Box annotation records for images

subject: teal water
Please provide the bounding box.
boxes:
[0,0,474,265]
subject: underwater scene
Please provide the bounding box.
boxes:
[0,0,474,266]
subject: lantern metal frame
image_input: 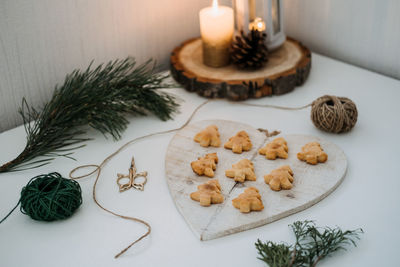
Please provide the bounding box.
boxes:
[233,0,286,50]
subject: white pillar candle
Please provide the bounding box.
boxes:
[199,0,234,67]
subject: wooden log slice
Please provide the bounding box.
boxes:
[171,38,311,100]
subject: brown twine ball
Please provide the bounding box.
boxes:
[311,95,358,133]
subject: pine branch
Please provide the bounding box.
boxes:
[255,221,363,267]
[0,58,178,173]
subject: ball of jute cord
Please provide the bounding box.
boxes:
[311,95,358,133]
[20,172,82,221]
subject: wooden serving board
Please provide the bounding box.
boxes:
[165,120,347,240]
[170,37,311,100]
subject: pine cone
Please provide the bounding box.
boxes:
[231,30,268,70]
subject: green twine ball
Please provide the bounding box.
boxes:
[20,172,82,221]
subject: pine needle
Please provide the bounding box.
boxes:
[0,58,179,173]
[255,221,363,267]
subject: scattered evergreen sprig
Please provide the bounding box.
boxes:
[255,221,363,267]
[0,58,178,173]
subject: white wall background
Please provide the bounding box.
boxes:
[0,0,400,132]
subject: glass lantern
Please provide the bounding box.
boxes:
[233,0,286,50]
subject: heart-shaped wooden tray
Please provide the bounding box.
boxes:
[165,120,347,240]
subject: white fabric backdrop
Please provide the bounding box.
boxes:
[0,0,400,132]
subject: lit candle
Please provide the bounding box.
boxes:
[249,18,265,32]
[199,0,234,67]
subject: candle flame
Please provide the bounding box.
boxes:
[212,0,218,12]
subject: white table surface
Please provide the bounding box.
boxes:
[0,54,400,267]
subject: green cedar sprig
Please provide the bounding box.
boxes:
[255,220,363,267]
[0,58,179,173]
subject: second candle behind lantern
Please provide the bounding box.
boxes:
[199,0,234,67]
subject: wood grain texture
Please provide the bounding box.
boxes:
[165,120,347,240]
[171,38,311,101]
[0,0,400,132]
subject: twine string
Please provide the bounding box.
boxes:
[69,99,346,258]
[69,99,211,258]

WORK REQUIRED
Retype all of the items above character for character, leaving out the pictures.

ANSWER TO THE PROBLEM
subject: teal water
Please provide the bounding box.
boxes:
[0,0,474,265]
subject: underwater scene
Please provide the bounding box.
boxes:
[0,0,474,266]
subject: lantern metal frame
image_input: 
Please provide the bounding box.
boxes:
[233,0,286,50]
subject: white pillar candle
Please provide the bounding box.
boxes:
[199,0,234,67]
subject: wooden log slice
Please provide the bounding box.
boxes:
[171,38,311,100]
subject: brown twine ball
Please provide the bounding box.
boxes:
[311,95,358,133]
subject: pine branch
Please provide the bounding box.
boxes:
[255,221,363,267]
[0,58,178,173]
subject: ball of jute cord
Please provide the bounding box.
boxes:
[311,95,358,133]
[20,172,82,221]
subject: wooden serving board
Please provide the bounding box.
boxes:
[165,120,347,240]
[170,37,311,100]
subject: pine cone
Please provide the bounding box.
boxes:
[231,30,268,70]
subject: green twine ball
Please provide the bounding box.
boxes:
[20,172,82,221]
subject: pine needle
Please provide the bounding box.
boxes:
[0,58,179,173]
[255,221,363,267]
subject: scattered evergreen sprig
Please provide the bounding box.
boxes:
[255,221,363,267]
[0,58,178,173]
subject: white wall background
Please provide the bounding box.
boxes:
[0,0,400,132]
subject: glass lantern
Please provide the bounding box.
boxes:
[233,0,286,50]
subject: heart-shaped wooden tray
Please provide the bounding box.
boxes:
[165,120,347,240]
subject: white fabric backdrop
Please provide the bounding box.
boxes:
[0,0,400,132]
subject: lit candle
Please provide the bounding box.
boxes:
[249,18,265,32]
[199,0,234,67]
subject: candle flame
Please provide the bounding box.
boxes:
[212,0,218,12]
subject: white table surface
Please provide the bounding box.
boxes:
[0,54,400,267]
subject: green cedar sprig
Please provide the bounding box.
boxes:
[255,220,363,267]
[0,58,179,173]
subject: second candle behind lantern
Please provide the bounding box.
boxes:
[199,0,234,67]
subject: wood grain texture
Please provide the bounding box.
boxes:
[165,120,347,240]
[171,38,311,101]
[0,0,400,132]
subject: twine string
Please provide the bounding box.
boxes:
[69,99,346,258]
[69,99,211,258]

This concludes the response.